**INPUT RECORDS**
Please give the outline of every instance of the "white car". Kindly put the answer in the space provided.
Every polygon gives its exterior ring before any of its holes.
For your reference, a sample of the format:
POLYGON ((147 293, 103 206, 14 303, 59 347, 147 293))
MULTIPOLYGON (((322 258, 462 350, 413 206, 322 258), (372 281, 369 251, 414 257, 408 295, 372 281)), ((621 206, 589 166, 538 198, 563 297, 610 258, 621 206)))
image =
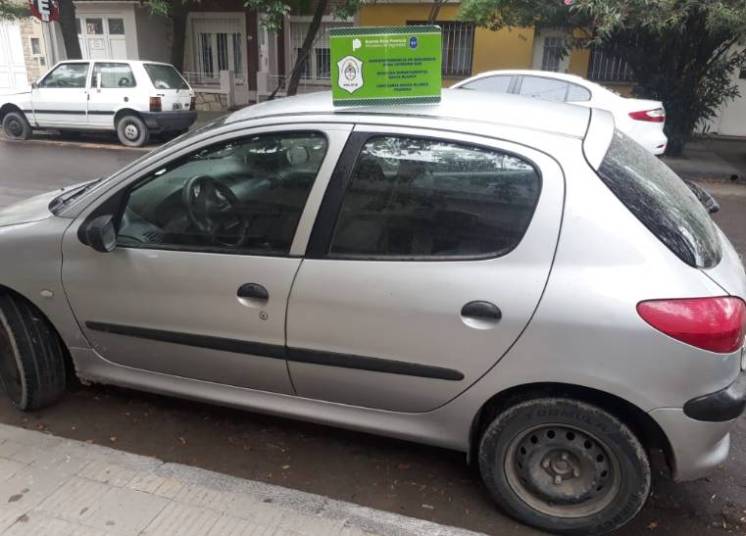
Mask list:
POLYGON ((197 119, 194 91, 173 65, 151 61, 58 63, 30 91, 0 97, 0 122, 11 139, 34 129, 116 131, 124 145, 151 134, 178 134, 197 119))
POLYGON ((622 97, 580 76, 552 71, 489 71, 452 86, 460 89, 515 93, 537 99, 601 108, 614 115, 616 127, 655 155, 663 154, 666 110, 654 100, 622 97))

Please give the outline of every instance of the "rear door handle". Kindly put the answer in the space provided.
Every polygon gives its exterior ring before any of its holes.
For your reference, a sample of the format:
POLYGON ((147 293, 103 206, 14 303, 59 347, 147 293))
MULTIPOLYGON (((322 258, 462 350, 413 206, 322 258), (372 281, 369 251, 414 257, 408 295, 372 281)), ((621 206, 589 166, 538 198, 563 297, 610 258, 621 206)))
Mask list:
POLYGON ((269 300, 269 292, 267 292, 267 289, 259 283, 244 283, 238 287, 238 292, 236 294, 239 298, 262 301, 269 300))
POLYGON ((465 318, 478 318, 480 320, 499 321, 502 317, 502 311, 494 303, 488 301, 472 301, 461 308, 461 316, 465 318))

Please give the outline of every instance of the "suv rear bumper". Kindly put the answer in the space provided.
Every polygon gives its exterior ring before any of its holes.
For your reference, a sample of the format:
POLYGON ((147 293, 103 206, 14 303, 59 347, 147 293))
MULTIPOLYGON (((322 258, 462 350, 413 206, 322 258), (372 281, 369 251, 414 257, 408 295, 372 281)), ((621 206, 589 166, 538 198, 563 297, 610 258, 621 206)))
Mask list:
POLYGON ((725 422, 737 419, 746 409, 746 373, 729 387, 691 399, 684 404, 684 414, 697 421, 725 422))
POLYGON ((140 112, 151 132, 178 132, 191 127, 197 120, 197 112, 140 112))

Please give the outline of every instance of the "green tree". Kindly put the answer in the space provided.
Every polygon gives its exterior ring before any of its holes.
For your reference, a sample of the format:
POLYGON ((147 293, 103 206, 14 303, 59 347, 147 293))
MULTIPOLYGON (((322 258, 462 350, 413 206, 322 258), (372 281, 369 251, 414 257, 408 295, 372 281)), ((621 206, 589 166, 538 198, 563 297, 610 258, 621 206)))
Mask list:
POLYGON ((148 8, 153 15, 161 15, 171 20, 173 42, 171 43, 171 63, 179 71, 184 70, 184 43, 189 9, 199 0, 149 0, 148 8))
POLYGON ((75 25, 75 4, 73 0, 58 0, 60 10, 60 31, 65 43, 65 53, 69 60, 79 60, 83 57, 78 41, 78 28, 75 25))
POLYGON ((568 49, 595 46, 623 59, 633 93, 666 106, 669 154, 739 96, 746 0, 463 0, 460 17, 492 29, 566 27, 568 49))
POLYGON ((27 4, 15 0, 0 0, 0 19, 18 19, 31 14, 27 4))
--
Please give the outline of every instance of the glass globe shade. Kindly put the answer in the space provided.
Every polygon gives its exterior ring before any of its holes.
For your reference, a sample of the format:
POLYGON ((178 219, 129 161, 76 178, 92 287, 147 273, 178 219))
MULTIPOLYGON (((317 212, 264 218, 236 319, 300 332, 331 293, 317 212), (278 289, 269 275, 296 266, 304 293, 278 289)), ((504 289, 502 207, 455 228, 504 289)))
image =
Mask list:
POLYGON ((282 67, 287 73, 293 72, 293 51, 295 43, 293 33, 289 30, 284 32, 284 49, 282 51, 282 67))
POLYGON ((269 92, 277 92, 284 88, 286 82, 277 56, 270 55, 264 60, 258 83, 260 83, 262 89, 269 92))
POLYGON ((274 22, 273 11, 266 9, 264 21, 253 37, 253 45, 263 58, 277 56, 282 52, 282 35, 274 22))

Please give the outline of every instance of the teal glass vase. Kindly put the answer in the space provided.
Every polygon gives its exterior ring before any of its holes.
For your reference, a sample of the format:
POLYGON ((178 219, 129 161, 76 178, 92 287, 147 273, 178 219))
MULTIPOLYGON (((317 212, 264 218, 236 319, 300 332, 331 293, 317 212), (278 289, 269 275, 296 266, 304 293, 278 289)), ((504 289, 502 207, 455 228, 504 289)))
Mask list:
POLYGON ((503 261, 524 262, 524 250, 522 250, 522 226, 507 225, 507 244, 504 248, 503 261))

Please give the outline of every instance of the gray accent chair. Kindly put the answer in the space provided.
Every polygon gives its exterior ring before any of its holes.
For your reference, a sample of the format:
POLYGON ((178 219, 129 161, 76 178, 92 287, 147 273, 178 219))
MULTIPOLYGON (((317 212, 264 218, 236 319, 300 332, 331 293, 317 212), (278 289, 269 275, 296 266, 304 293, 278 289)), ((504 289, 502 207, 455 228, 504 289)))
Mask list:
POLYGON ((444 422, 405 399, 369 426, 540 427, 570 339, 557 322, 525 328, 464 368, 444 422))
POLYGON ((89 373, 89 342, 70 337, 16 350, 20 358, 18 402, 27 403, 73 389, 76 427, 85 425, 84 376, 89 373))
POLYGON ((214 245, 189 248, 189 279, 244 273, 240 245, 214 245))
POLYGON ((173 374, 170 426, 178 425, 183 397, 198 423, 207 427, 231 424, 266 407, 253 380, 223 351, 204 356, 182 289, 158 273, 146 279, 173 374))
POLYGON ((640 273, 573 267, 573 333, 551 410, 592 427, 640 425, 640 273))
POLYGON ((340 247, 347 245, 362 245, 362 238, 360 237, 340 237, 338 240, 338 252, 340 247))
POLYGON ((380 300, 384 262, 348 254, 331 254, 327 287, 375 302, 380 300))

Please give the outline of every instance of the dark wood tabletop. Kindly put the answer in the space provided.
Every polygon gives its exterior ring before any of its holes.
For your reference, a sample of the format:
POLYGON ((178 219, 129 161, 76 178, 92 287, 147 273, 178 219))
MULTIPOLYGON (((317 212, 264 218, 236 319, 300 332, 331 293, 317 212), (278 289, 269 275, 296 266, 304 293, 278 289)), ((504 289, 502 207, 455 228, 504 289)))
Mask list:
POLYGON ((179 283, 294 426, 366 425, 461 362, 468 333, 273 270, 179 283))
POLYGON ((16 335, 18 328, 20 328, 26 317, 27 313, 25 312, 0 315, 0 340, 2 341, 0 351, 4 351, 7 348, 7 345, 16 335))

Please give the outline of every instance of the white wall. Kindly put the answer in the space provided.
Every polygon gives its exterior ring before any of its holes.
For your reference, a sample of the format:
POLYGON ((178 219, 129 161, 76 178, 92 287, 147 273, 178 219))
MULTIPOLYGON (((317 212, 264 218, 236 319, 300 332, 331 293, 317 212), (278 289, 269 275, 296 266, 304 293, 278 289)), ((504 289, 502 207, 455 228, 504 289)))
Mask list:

**WHAT TO DO**
Your answer should consist of all lines in the listing above that contain "glass".

**REPLY TO THE EXERCISE**
Please give the outline of every instance of the glass globe shade. Kindly put the answer in the space provided.
Please give the outline of every instance of the teal glass vase. Kindly put the answer in the space provided.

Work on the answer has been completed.